§ **OBJECTIVES**
1: According to the article on the VA whistleblower office, how many days on average did OAWP take to investigate cases in fiscal 2023?
2: From the article on the VA whistleblower office, extract the passage that opens with the words containing "In fiscal 2021, VA" and closes with "to investigate cases.".

§ **SELECTED EXTRACT**
:::::

A Department of Veterans Affairs office that investigates whistleblower retaliation cases says VA leadership is acting on more of its recommendations for disciplinary action.
Members of the House VA Committee, however, are concerned VA’s Office of Accountability and Whistleblower Protection (OAWP) doesn’t have independence from the rest of the department to carry out its work, and that whistleblowers don’t trust the office to handle their retaliation claims.
Lawmakers and watchdogs also question the need for OAWP to investigate cases of alleged whistleblower retaliation, especially when VA employees can take their complaints elsewhere and often see better results.
Bruce Gipe, acting assistant secretary of VA’s Office of Accountability and Whistleblower Protection, told members of the oversight and investigations subcommittee that VA management is moving forward with more of its disciplinary recommendations.
In fiscal 2021, VA management implemented 68% of OAWP’s recommendations for disciplinary action. But in FY 2023, the department implemented 92% of OAWP’s recommendations.
“I think our numbers show that there is a little bit more confidence in us, because I think we’ve been doing good work. So, I think we continue to get more cases, and I think that’s a good thing,” Gipe said.
OAWP is also conducting whistleblower retaliation investigations more quickly. In FY 2021, the office took 251 days on average to conduct its investigations. But in FY 2023, OAWP took 82 days on average to investigate cases.
Lawmakers, however, remain skeptical of OAWP’s ability to investigate whistleblower retaliation cases. They see the office as duplicative, since VA employees can already file whistleblower retaliation complaints with the Office of Special Counsel, which investigates whistleblower retaliation cases governmentwide, and often with better results.
Subcommittee Chairwoman Jen Kiggans (R-Va.) said OSC in 2022 negotiated favorable actions with agencies in 12.5% of its prohibitive personnel practice cases. By contrast, OAWP only recommended discipline in 3.4% of its cases.
“I know that OSC and OAWP have somewhat different missions, and I know that OSC has had decades to work out the kinks, but I’m still left wondering if OAWP’s juice is worth the squeeze,” Kiggans said.
Emilee Collier, the chief of OSC’s Investigation and Prosecution Division, told lawmakers that OSC decides whether an investigation is required within 45 days in virtually every case.
If an employee’s allegations warrant further inquiry, OSC will refer the case to the head of the agency. The agency, at that point, must conduct an investigation and provide a report to OSC.
Collier said that in the past two fiscal years, OSC has seen record numbers of favorable actions on behalf of federal employees.
“This combination of enforcement authorities and successful resolution sends a strong message that OSC will conduct independent, objective inquiries in an effort to bolster whistleblower protections and the merit system as a whole,” Collier said.
Thomas Costa, director of the Government Accountability Office’s education, workforce and income security team, said about a third of OSC’s annual caseload comes from the VA.
Costa said “that’s not terribly surprising that it would be a significant portion” of OSC’s workload, considering the VA is the second largest federal agency.

:::::

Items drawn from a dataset
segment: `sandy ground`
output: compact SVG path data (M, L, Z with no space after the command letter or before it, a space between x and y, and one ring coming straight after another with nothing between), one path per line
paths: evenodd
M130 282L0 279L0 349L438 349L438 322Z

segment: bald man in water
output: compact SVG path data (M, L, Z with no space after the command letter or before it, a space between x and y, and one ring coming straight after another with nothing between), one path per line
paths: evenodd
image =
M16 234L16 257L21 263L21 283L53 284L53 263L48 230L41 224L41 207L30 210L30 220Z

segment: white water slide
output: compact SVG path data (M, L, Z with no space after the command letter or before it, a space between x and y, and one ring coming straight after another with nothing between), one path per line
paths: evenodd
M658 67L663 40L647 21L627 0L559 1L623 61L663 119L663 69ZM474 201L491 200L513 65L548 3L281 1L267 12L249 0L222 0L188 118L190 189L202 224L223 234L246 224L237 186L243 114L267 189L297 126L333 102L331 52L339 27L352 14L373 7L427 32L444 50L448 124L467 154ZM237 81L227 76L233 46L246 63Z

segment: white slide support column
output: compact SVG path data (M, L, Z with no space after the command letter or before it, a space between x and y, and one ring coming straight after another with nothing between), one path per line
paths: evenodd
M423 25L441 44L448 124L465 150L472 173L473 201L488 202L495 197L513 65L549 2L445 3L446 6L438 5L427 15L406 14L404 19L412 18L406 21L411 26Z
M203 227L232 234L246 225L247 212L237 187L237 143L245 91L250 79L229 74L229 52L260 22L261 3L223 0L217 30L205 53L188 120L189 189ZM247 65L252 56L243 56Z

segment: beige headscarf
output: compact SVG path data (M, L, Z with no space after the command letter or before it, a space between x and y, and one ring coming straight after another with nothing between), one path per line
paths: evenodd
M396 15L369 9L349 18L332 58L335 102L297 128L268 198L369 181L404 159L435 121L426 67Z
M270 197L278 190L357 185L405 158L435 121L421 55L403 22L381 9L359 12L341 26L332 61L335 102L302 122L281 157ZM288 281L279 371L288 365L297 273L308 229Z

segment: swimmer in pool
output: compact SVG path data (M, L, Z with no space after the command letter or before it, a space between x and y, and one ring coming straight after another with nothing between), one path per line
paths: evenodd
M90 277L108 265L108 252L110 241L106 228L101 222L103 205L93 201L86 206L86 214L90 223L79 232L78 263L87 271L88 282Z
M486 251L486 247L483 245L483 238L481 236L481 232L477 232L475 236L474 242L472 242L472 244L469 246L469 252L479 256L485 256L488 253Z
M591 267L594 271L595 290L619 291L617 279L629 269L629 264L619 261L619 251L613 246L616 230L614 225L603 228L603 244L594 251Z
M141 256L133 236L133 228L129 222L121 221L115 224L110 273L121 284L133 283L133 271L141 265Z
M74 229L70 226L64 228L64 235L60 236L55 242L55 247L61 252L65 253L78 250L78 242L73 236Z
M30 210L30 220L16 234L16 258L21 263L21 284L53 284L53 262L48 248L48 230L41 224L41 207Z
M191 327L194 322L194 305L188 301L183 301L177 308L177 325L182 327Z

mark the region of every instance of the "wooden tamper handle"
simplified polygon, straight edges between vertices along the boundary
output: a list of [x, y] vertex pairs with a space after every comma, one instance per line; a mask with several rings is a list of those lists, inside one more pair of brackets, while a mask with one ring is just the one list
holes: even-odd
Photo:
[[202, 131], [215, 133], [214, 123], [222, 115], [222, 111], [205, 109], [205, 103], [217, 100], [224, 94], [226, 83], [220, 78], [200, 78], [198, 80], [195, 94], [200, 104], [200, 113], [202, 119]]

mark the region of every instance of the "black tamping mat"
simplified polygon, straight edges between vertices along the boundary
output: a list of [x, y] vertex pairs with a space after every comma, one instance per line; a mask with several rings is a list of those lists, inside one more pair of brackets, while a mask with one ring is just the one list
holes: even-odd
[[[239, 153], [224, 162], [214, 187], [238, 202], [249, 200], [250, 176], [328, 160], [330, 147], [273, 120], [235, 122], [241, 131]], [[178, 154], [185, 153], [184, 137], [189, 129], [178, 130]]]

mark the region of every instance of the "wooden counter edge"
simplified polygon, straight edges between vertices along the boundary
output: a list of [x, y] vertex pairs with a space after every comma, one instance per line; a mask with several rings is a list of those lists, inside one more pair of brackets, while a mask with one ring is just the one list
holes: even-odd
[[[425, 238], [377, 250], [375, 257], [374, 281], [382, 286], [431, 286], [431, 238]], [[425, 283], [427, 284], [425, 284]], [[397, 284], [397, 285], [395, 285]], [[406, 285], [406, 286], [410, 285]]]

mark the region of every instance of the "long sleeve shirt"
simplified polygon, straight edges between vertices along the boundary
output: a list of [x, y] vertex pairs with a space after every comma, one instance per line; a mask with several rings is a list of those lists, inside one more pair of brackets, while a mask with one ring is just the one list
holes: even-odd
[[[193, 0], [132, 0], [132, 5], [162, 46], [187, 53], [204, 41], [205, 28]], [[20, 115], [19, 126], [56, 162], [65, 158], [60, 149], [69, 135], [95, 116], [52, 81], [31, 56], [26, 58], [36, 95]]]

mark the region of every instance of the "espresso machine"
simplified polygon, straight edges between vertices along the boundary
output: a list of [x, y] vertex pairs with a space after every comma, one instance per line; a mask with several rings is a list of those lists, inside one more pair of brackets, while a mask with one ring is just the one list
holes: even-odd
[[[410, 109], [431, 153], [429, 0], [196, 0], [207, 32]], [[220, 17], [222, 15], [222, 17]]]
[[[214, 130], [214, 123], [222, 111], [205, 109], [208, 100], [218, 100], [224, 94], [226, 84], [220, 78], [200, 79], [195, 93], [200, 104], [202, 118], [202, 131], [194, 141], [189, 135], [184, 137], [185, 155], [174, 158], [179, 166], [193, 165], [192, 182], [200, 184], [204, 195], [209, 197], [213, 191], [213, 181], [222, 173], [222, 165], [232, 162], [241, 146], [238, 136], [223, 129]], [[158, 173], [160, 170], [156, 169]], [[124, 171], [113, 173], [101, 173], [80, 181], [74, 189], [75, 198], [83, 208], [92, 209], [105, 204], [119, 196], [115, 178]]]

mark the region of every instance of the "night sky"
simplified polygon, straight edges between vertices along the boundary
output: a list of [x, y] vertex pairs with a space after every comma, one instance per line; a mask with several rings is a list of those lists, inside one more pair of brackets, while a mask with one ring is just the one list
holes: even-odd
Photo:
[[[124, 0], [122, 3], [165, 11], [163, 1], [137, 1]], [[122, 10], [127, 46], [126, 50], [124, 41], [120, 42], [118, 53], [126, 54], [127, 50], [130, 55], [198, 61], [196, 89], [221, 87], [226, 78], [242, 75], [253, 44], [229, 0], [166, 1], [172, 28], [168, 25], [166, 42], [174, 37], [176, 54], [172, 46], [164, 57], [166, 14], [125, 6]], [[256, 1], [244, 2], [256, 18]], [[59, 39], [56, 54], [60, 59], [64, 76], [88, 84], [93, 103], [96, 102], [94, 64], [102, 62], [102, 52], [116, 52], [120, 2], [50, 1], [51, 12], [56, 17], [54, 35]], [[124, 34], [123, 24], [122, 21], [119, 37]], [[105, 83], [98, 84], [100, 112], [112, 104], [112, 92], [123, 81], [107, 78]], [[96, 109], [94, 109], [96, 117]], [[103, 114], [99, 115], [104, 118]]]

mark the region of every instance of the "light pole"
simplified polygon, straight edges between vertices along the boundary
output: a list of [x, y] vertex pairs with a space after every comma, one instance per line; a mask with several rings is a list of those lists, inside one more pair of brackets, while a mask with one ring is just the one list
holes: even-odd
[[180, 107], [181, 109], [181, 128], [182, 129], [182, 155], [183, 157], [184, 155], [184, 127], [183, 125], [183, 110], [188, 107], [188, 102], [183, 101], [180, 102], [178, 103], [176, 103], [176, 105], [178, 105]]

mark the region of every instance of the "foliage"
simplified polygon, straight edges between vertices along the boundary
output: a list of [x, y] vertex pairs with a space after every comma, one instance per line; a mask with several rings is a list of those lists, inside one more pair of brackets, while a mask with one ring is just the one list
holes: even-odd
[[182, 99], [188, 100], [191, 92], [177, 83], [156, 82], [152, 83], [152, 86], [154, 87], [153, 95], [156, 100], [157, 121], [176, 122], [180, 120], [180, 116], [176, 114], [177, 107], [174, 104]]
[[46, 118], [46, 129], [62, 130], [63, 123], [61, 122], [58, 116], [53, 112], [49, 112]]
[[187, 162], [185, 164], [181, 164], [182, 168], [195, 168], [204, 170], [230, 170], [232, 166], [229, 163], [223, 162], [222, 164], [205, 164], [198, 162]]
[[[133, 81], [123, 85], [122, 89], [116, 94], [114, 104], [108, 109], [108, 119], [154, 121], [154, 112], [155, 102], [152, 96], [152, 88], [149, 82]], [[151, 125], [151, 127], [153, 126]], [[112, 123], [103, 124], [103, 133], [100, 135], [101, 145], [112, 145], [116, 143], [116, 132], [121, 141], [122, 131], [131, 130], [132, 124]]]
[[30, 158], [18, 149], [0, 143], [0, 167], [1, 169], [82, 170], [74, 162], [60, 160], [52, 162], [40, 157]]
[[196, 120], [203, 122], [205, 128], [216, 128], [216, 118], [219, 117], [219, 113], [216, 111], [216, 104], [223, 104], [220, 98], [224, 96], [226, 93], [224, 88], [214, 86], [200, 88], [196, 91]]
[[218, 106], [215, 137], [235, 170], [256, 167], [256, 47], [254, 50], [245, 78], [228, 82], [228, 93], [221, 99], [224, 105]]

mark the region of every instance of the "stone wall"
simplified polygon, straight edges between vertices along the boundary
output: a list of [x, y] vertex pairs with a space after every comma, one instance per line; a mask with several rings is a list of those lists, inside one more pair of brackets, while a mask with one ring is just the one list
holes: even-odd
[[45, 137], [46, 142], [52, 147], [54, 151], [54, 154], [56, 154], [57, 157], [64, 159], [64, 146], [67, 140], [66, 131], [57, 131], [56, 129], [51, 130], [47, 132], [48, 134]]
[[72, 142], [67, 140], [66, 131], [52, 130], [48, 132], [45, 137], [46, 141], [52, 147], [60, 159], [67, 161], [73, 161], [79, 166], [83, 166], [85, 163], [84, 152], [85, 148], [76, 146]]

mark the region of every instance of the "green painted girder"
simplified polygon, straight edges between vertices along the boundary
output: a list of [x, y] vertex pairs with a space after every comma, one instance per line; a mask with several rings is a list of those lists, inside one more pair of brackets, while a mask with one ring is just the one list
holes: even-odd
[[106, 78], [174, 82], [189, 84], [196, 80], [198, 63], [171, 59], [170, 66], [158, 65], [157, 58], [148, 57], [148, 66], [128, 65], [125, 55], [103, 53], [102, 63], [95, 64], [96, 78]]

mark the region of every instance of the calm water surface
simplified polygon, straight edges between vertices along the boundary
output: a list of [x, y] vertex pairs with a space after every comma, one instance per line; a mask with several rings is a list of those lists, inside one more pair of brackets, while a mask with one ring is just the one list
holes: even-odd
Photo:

:::::

§ **SOLUTIONS PER TASK**
1: 82 days

2:
In fiscal 2021, VA management implemented 68% of OAWP’s recommendations for disciplinary action. But in FY 2023, the department implemented 92% of OAWP’s recommendations.
“I think our numbers show that there is a little bit more confidence in us, because I think we’ve been doing good work. So, I think we continue to get more cases, and I think that’s a good thing,” Gipe said.
OAWP is also conducting whistleblower retaliation investigations more quickly. In FY 2021, the office took 251 days on average to conduct its investigations. But in FY 2023, OAWP took 82 days on average to investigate cases.